* CONSIGNES
1. Réécrivez plus brièvement le paragraphe du passage sur le nom des îles Chausey qui commence par « D'après le mythe », en gardant ses faits principaux.
2. Poursuivez le passage sur le nom des îles Chausey à partir de sa dernière phrase.

* EXTRAIT DU DOCUMENT
----

D'après le mythe, le nom des îles Chausey aurait la même racine que Scissy. Cependant, l'ancienne forme de Chausey est Calsoi (1022 - 1026)[7], terme basé sur le germanique *-aujō « île » > -oi > -ey, finale par ailleurs semblable à celle des autres îles de la Manche, cf. Guernesey (Greneroi), Jersey (Gersoi) et Aurigny (Alneroi)[8], précédé d'un élément cals- de signification obscure. Elle n'entretient, à l'évidence, pas de relation phonétique et sémantique avec Sessiacum.

----

* DONNÉES EXTRAITES
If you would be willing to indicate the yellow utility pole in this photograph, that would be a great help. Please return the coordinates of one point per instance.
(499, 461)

----

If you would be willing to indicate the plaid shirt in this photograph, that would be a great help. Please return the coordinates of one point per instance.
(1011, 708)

----

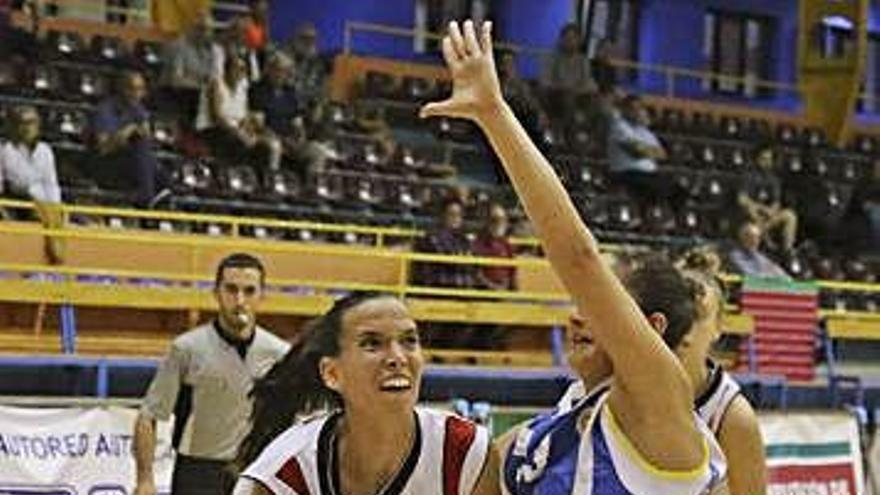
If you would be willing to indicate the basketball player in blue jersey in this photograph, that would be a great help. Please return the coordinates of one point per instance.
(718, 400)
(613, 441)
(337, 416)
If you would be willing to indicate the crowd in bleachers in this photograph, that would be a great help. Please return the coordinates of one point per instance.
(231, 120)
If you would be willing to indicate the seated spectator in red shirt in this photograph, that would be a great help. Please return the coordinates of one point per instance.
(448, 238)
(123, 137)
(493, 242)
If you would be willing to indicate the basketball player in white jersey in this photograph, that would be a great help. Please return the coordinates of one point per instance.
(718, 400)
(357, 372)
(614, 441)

----

* RÉPONSES
1. Selon le mythe, Chausey partagerait la racine de Scissy. Pourtant, sa forme ancienne, Calsoi (1022-1026), associe un élément cals- de sens obscur à la finale germanique *-aujō « île » (> -oi > -ey). On retrouve cette finale dans d'autres îles de la Manche : Guernesey (Greneroi), Jersey (Gersoi) et Aurigny (Alneroi). Ce nom n'a donc aucun lien phonétique ni sémantique avec Sessiacum.

2.
Une autre dénomination de la forêt de Scissy ou d'une partie de celle-ci, comme forêt de Quokelonde[9] est plus claire, car si Scissy peut s'expliquer par un nom de fundus gallo-romain sans rapport avec un élément forestier, l'appellatif toponymique -lunde renvoie directement au mot désignant la forêt en ancien normand (cf. la Londe, toponymes en -londe(s), issu du vieux norrois lundr> lunda)[10]. Il est précédé d'un premier élément Quoke- que l'on retrouve peut-être dans Coquetot, hameau de l'Eure (Cauquetot, sans date, composé avec l'appellatif -tot, d'origine norroise -topt). Il est probablement homonyme des Coglandes (Seine-Maritime, Massy, In valle de Quoquelande 1231, Cultura de Coquelonde 1248) et apparenté à Coquesart (Seine-maritime, Tancarville, Coquessart XVe siècle), dont le premier élément représenterait alors l'ancien norrois skógr « forêt ». Dans ce cas Quokelonde est homonyme du nom de lieu norvégien Skoglund (Lemma) aussi nom de famille Skoglund et du village danois de Skovlunde (anciennement Skoglunde).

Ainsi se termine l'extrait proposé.